All entries below are to be returned exactly, with pictures left out.

────────────────────

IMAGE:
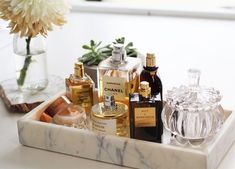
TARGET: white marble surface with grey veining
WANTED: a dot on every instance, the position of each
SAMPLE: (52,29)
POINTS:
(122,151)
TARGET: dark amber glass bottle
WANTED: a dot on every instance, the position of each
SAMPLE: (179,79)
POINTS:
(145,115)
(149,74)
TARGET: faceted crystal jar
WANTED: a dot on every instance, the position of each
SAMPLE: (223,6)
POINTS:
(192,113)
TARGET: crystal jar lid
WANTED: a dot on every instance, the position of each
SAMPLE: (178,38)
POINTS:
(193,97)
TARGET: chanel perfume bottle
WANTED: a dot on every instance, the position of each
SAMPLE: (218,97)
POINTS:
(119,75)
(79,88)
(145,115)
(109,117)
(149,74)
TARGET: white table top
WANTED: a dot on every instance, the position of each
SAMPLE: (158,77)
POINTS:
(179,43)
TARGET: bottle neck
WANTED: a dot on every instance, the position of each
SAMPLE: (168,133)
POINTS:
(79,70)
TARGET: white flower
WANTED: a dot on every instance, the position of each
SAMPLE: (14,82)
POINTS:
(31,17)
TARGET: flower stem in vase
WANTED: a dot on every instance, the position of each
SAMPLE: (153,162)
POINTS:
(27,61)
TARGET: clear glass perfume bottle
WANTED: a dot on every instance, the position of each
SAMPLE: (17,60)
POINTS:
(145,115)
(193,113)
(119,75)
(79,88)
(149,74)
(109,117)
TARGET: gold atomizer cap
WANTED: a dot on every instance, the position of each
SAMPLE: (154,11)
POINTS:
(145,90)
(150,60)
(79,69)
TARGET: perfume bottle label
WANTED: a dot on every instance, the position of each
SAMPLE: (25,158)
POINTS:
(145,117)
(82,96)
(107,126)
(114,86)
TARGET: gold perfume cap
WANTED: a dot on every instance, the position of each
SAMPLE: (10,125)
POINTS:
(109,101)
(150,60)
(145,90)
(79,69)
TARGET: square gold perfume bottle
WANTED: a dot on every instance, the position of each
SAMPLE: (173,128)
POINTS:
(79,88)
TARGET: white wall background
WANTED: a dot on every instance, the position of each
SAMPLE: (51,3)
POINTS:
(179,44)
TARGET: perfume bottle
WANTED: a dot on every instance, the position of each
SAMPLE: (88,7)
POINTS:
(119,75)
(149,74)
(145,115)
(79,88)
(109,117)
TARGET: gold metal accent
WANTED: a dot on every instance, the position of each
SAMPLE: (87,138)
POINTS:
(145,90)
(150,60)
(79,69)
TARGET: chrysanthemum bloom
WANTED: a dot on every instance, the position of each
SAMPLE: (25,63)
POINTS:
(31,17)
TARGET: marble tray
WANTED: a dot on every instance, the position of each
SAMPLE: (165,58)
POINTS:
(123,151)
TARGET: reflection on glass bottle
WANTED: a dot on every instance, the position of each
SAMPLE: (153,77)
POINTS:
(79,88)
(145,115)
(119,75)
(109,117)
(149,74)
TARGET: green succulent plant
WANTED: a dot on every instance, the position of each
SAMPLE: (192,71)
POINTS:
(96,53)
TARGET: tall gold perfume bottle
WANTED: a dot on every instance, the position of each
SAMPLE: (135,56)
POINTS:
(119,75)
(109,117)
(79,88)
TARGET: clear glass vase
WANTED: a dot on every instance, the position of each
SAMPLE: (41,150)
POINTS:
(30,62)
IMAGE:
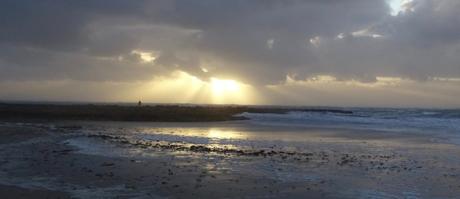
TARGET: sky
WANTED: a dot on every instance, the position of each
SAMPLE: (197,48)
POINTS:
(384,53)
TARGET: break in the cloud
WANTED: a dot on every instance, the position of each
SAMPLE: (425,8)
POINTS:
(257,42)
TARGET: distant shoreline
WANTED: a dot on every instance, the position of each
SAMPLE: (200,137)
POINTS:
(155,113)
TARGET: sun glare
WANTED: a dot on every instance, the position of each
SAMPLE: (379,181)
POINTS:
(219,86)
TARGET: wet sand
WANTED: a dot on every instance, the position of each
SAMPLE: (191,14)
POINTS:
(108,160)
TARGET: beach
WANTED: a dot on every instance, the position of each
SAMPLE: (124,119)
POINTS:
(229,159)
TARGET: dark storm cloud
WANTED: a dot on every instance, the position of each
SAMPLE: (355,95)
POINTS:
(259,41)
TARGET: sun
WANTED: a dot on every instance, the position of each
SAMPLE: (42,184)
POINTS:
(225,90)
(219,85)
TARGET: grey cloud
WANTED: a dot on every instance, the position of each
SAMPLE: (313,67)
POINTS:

────────────────────

#### SOLUTION TO THE EXERCISE:
IMAGE:
TARGET: white marble surface with grey veining
WANTED: a dot on every instance, the position of each
SAMPLE: (52,29)
POINTS:
(122,151)
TARGET: dark amber glass bottle
WANTED: a dot on every instance, the position of each
SAMPLE: (179,79)
POINTS:
(145,115)
(149,74)
TARGET: faceted crystal jar
WANTED: a dot on every instance, the position of each
SAMPLE: (223,6)
POINTS:
(192,113)
TARGET: crystal jar lid
WANTED: a dot on every instance, the position of each
SAMPLE: (178,38)
POINTS:
(193,97)
TARGET: chanel perfume bottle
WANTED: a dot on every instance, the position of each
SAMPLE: (218,97)
POINTS:
(119,75)
(79,88)
(145,115)
(109,117)
(149,74)
TARGET: white table top
WANTED: a dot on every instance, the position of each
SAMPLE: (158,77)
POINTS:
(179,43)
TARGET: bottle neck
WANTED: a dot on every instance, the position of each
SAMPLE: (168,133)
POINTS:
(79,70)
TARGET: white flower
WANTED: a dot on every instance, the position of each
SAMPLE: (14,82)
POINTS:
(31,17)
TARGET: flower stem in vase
WANTED: a dot on every instance, the position of each
SAMPLE: (153,162)
POINTS:
(27,61)
TARGET: clear glass perfume bottle
WANTED: a dot on every instance, the position of each
SAMPLE: (17,60)
POINTS:
(145,115)
(193,113)
(119,75)
(79,88)
(149,74)
(109,117)
TARGET: gold atomizer cap
WANTED: a dot on every instance, the position of each
SAMPLE: (154,11)
POINTS:
(145,90)
(150,60)
(79,69)
TARGET: perfume bottle label
WANTED: a dot on every instance, the position of each
SAMPLE: (25,158)
POINTS:
(145,117)
(82,96)
(107,126)
(114,86)
TARGET: gold perfume cap
WANTED: a dot on every instance, the position of each
SAMPLE: (10,125)
POINTS:
(109,101)
(150,60)
(145,90)
(79,69)
TARGET: square gold perfume bottle
WANTED: a dot on every instance, the position of each
SAMPLE: (173,128)
POINTS:
(79,88)
TARGET: white wall background
WANTED: a dot on every instance, the position of each
SAMPLE: (51,3)
POINTS:
(179,44)
TARGET: perfume bottle
WANTED: a dot on every instance, the position of each
SAMPLE: (88,7)
POINTS:
(119,75)
(149,74)
(145,115)
(79,88)
(109,117)
TARGET: gold metal accent
WANTED: a dot on every instance, the position of each
SAMPLE: (87,138)
POINTS:
(145,90)
(150,60)
(79,69)
TARGET: chrysanthemum bloom
WANTED: a dot on every instance, the position of each
SAMPLE: (25,63)
POINTS:
(31,17)
TARGET: marble tray
WANTED: a dot on every instance, the position of each
SAMPLE: (165,58)
POINTS:
(123,151)
TARGET: reflection on glass bottle
WANTED: a dot on every instance, the position of each
SAMPLE: (153,77)
POINTS:
(79,88)
(145,115)
(119,75)
(109,117)
(149,74)
TARGET: green succulent plant
WANTED: a dot on every instance, the position of each
SAMPLE: (192,71)
POINTS:
(96,53)
TARGET: tall gold perfume bottle
WANTED: a dot on every instance, the position of each
SAMPLE: (135,56)
POINTS:
(119,75)
(109,117)
(79,88)
TARGET: clear glass vase
WANTED: a dot on every instance, the position of each
SAMPLE: (41,150)
POINTS:
(30,62)
IMAGE:
TARGET: sky
WANTED: a dot on every instance, the position of each
SAMPLE: (197,48)
POINTS:
(384,53)
TARGET: break in the cloud
WANTED: a dot on every instance, the position of each
SAMPLE: (425,8)
POINTS:
(257,42)
TARGET: distant shoreline
WANTED: a dot on every instance, the position of each
SAMPLE: (200,137)
POINTS:
(155,113)
TARGET: sun glare
WANTED: a dot on every instance, the position of each
SAMPLE: (379,181)
POINTS:
(219,86)
TARGET: wet sand
WANTED: a dot on every instance, the position of each
SAMPLE: (191,14)
POINTS:
(108,160)
TARGET: beach
WANTED: a dot on every instance, the position of each
SAMPLE: (124,119)
POINTS:
(229,159)
TARGET: dark storm cloud
WANTED: a dot on every instance, the position of each
SAMPLE: (355,95)
POINTS:
(259,41)
TARGET: sun
WANTED: a dot on every instance, the position of each
SAMPLE: (42,184)
POINTS:
(225,90)
(219,85)
TARGET: grey cloud
WANTED: a dot on every instance, the position of each
SAMPLE: (313,67)
POINTS:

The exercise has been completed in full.